Study examines youth resiliency
In recent years the role of resiliency—an individual’s ability to overcome or "bounce back" from adversity—is emerging as a valuable framework to enhance understanding of effective prevention. The resiliency model shifts attention away from just analysing risk factors and moves it towards social and environmental conditions as well as personal traits that increase protection.
Led by researchers at Canada’s Dalhousie University, the International Resilience Project (IRP) is a collaborative, global project examining the aspects of young people’s lives that help them cope with the many challenges they face. The pilot phase of a comprehensive study by IRP was conducted in 11 countries on 5 continents, with participation from youth and adults who were interviewed and asked a series of common questions. The study identified the following resiliency factors:
Individual factors
- Assertiveness
- Ability to solve problems
- Self-awareness
- Empathy for others
- Having goals and aspirations
- Sense of humour
Relationship factors
- Presence of positive mentors and role models
- Perceived social support
- Appropriate emotional expression and parental monitoring within the family
- Peer group acceptance
Community contexts that provide:
- Avoidance of exposure to violence among family, community, and peers
- Government provision for children’s safety, recreation, housing, and jobs when older
- Access to school and education, information, and learning resources
- Safety and security
Cultural factors
- Tolerance of differing ideologies, beliefs
- Having a life philosophy
- Cultural and/or spiritual identification
- Being culturally grounded
You keep plugging away—that’s the way social change takes place. That’s the way every social change in history has taken place: by a lot of people, who nobody ever heard of, doing work.

*SOURCE EXCERPT*
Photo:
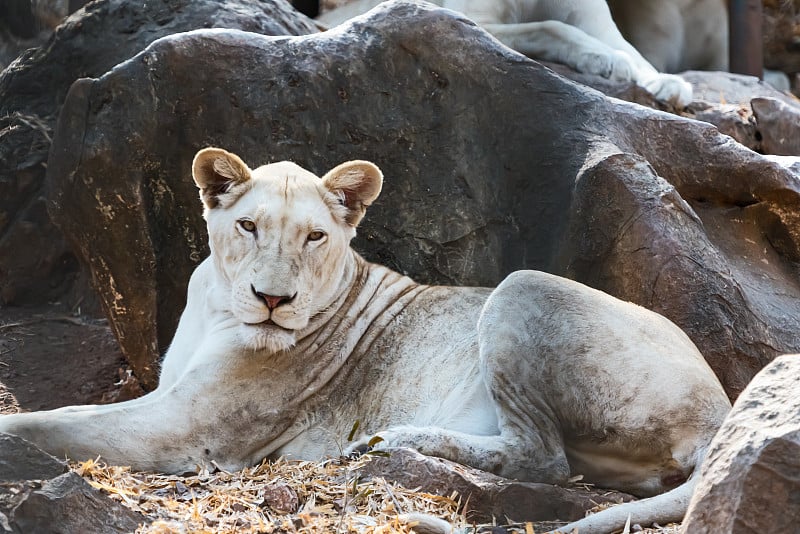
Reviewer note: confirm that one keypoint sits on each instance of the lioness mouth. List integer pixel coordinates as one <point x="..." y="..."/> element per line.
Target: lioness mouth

*COMPLETE THE FOLLOWING*
1 > In one to three sentences, explain how the resiliency model described in the youth resiliency text changes the focus of prevention work.
2 > Print everything in the youth resiliency text from "Study examines youth" down to "that increase protection.".
The material is separate from the text.

*SET OF ANSWERS*
1 > The resiliency model moves attention away from only analyzing risk factors. It turns instead toward the social and environmental conditions, as well as the personal traits, that increase protection.

2 >
Study examines youth resiliency
In recent years the role of resiliency—an individual’s ability to overcome or "bounce back" from adversity—is emerging as a valuable framework to enhance understanding of effective prevention. The resiliency model shifts attention away from just analysing risk factors and moves it towards social and environmental conditions as well as personal traits that increase protection.